__TASK OBJECTIVE__.
Translate this sentence from the passage on Nigeria's second-quarter economic contraction into French: "The decline was attributed to significantly lower levels of both domestic and international economic activity during the quarter, which resulted from nationwide shutdown efforts aimed at containing the COVID-19 pandemic."

The organised private sector has predicted some dire economic consequences for the nation, firms, and workers in the wake of the contraction of the economy by -6 percent in the second quarter of the year.
The Manufacturers Association of Nigeria and the Lagos Chamber of Commerce and Industry on Monday both said the development may constrain the government’s ability to service rising debts and fund budget.
The National Bureau of Statistics released its report on the gross domestic product for the second quarter on Monday which turned out –6.10 per cent (year-on-year) in real terms in the second quarter of 2020.
The decline was attributed to significantly lower levels of both domestic and international economic activity during the quarter, which resulted from nationwide shutdown efforts aimed at containing the COVID-19 pandemic.
Ambrose Oruche, the acting director-general, MAN, said the slippage into contraction means the government will find it difficult to service its debts as well as funding its programmes and projects.
Explaining further, he said the government will be unable to generate much revenue for the debt servicing just as revenue profile will fall thus making the government unable to fund its projects.
Muda Yusuf, the director-general, LCCI,, said the contraction has thrown the nation into a deep hole. He, therefore, called for an appropriate policy response to reflate the economy and remove the bottlenecks to productivity.
He also called on the government to tackle the challenge of rising inflation and unemployment rates, especially as inflation and unemployment are high at 12.82 per cent and 27.1 per cent respectively. Similarly, he said there was need for the synchronisation of fiscal and monetary policies and proper implementation of the sustainability plan among other measures.

__LISTED ENTRIES__.
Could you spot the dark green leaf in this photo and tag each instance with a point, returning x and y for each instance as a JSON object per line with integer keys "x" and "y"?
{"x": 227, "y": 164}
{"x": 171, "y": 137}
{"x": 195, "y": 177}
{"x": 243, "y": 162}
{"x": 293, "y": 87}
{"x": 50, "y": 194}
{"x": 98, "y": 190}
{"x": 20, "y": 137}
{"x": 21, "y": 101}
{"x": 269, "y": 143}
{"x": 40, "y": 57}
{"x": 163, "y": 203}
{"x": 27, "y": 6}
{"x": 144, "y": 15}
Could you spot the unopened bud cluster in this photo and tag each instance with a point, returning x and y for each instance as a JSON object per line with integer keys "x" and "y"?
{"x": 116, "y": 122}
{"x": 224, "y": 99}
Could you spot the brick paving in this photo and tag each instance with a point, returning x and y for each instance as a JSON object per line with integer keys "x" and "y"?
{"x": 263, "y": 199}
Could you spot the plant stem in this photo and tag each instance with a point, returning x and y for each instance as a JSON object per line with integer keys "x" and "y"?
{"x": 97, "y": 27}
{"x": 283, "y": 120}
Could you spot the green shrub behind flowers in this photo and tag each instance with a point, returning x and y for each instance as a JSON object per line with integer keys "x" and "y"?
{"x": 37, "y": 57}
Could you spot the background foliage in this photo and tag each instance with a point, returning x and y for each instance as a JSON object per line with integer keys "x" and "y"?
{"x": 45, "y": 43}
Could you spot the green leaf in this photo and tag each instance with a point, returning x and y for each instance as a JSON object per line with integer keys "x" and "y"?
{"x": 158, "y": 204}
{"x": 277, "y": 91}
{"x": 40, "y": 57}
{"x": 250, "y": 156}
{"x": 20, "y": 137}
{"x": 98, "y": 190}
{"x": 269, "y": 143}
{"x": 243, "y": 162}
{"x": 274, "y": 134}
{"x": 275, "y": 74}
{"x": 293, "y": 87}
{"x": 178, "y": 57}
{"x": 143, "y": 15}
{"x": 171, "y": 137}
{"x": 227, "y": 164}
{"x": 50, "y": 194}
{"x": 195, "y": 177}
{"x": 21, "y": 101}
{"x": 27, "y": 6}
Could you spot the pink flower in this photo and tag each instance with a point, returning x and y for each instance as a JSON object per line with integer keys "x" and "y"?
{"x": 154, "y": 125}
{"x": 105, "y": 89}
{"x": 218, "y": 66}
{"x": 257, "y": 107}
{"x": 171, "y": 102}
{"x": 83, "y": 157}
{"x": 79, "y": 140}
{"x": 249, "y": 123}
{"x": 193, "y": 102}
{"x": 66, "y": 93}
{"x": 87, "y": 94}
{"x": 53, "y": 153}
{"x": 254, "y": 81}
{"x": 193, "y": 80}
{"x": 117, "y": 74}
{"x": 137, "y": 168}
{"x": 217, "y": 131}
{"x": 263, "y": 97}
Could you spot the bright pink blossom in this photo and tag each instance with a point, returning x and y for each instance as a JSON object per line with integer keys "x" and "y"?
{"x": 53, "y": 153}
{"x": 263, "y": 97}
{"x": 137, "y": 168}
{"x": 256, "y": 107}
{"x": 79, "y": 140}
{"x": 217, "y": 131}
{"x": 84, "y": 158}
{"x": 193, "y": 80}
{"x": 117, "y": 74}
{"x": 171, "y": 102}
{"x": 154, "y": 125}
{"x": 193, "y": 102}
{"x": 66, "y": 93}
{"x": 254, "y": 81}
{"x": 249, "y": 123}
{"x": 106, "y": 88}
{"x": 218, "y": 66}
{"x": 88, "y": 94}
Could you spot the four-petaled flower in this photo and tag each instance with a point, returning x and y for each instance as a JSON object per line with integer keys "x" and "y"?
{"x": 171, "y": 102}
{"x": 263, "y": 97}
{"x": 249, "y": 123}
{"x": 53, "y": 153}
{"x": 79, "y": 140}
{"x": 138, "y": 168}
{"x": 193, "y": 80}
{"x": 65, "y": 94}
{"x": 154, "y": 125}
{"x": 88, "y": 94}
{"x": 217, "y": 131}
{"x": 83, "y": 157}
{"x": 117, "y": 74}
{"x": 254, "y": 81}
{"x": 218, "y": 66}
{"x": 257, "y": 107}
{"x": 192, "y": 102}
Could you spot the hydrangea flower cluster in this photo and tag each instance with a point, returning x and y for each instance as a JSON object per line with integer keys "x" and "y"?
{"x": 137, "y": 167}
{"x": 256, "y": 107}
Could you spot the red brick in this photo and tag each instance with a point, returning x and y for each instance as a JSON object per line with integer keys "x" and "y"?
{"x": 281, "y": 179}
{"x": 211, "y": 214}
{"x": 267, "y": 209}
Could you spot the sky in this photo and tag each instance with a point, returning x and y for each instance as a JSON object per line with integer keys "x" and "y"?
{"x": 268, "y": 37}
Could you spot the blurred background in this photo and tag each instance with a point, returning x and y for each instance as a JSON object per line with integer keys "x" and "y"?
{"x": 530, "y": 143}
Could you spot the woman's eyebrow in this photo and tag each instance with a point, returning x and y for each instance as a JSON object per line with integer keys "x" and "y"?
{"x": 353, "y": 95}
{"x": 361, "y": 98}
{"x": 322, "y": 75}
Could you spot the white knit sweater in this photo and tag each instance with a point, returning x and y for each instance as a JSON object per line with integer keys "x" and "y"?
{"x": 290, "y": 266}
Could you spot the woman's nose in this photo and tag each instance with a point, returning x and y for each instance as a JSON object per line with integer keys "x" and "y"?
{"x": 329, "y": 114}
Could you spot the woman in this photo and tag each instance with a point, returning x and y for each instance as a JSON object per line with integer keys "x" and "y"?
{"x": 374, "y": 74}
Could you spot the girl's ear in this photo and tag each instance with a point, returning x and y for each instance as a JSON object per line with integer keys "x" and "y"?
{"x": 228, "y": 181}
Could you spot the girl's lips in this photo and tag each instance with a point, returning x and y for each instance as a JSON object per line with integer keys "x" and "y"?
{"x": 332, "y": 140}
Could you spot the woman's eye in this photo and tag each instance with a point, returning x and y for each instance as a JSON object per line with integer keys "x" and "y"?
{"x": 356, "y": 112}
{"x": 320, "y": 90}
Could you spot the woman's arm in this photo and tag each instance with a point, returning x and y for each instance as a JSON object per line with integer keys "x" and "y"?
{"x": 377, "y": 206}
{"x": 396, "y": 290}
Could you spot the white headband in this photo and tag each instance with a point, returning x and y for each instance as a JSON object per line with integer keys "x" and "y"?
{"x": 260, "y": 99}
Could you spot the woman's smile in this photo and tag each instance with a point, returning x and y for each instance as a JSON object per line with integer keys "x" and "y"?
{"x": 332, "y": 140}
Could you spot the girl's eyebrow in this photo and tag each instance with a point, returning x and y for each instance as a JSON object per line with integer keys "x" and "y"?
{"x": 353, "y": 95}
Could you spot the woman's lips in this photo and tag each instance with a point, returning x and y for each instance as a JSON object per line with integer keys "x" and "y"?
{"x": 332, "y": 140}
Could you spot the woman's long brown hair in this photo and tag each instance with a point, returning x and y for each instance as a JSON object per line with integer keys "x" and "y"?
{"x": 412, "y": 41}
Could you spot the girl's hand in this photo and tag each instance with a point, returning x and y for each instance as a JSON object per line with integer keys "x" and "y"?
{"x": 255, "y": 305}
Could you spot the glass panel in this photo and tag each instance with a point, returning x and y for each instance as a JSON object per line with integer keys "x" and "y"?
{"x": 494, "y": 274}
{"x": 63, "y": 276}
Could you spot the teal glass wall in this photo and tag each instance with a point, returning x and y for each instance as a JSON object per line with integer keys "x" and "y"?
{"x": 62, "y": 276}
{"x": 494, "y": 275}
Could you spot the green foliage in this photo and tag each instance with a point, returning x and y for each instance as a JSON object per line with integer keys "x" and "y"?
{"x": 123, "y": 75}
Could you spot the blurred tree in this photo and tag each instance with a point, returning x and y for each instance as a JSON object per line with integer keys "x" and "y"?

__RESULT__.
Ce recul a été attribué à des niveaux nettement inférieurs de l'activité économique, tant nationale qu'internationale, au cours du trimestre, lesquels résultaient des mesures de fermeture prises à l'échelle nationale pour endiguer la pandémie de COVID-19.